Exercise brief: Return every line from the one with "palm tree trunk" through the one with "Mark the yellow", inclusive, exactly as it appears below.

Dataset entries
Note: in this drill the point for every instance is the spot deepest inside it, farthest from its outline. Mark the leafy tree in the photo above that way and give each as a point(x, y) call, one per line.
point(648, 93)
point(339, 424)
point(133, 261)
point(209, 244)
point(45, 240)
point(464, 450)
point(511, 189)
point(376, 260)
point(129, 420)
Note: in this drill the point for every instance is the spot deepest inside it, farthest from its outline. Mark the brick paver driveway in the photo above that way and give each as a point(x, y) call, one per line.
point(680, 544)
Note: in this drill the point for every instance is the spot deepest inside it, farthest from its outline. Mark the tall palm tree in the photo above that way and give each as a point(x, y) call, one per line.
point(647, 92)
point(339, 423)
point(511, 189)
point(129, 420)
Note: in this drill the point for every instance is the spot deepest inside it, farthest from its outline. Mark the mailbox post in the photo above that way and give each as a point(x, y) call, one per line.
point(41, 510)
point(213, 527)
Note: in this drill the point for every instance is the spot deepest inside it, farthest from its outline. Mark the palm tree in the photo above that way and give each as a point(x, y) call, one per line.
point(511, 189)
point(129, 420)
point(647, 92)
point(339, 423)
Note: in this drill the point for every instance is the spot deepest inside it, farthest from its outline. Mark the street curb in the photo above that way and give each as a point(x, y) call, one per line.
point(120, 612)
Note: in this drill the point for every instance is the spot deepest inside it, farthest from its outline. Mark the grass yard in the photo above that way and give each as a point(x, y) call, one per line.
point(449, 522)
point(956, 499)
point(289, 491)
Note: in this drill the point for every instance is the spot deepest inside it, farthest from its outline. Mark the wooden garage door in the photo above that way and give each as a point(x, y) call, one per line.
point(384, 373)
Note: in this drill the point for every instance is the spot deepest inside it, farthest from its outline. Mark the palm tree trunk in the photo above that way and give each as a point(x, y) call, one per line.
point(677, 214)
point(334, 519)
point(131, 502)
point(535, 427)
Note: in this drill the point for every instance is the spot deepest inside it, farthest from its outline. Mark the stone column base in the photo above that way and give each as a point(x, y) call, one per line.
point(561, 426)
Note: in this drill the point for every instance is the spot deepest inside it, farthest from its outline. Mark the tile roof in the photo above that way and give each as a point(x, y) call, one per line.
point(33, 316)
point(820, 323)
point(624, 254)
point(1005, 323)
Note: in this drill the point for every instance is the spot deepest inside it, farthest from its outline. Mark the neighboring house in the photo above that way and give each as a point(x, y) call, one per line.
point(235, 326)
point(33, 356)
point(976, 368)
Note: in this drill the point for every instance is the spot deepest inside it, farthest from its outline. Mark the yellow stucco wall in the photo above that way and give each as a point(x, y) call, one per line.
==
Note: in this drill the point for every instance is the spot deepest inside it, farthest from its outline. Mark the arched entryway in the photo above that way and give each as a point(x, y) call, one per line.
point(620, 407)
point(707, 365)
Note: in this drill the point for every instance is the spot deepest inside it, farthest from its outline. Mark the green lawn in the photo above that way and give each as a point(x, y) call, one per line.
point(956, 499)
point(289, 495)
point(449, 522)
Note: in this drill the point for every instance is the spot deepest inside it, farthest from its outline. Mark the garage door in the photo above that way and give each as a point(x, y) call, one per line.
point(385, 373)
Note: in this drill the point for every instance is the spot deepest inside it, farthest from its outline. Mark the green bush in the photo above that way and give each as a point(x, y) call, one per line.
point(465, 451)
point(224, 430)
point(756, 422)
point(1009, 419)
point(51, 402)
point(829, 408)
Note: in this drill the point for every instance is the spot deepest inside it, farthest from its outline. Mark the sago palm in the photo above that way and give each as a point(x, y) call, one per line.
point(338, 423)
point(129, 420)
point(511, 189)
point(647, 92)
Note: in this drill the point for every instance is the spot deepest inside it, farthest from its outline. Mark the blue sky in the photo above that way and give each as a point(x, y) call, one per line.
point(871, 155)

Answer space:
Note: in this drill the point for every instance is the spot deepest inside it, farthest from its outline. Mark the palm tree trunk in the photo above that way and give each as a point(x, y) call, one per line.
point(677, 214)
point(334, 519)
point(131, 502)
point(535, 427)
Note: in this drill the point for every instance is the spot deepest inside it, farthest from its outline. Mark the stone column base in the photo above that way and give each as a point(x, y) call, one per line.
point(561, 426)
Note: in this drill the point for every instance is the spot deepest inside it, farthest from its outline. Mark the tile roof in the photo above that way and give each as a point(x, y) call, one per line.
point(33, 316)
point(820, 323)
point(624, 254)
point(1005, 323)
Note: in this drill the point for every instance is the spot deepest inside it, farthest from its outline. Mark the neighboring house in the photo above that way and give each as a point(x, y) call, one per line.
point(235, 326)
point(33, 356)
point(976, 368)
Note: in this drill the point for every instance is the spot deepest inside it, farthest from its outline. Mark the yellow stucco wall in the photo above that way and give each as a point(x, y) call, one per line.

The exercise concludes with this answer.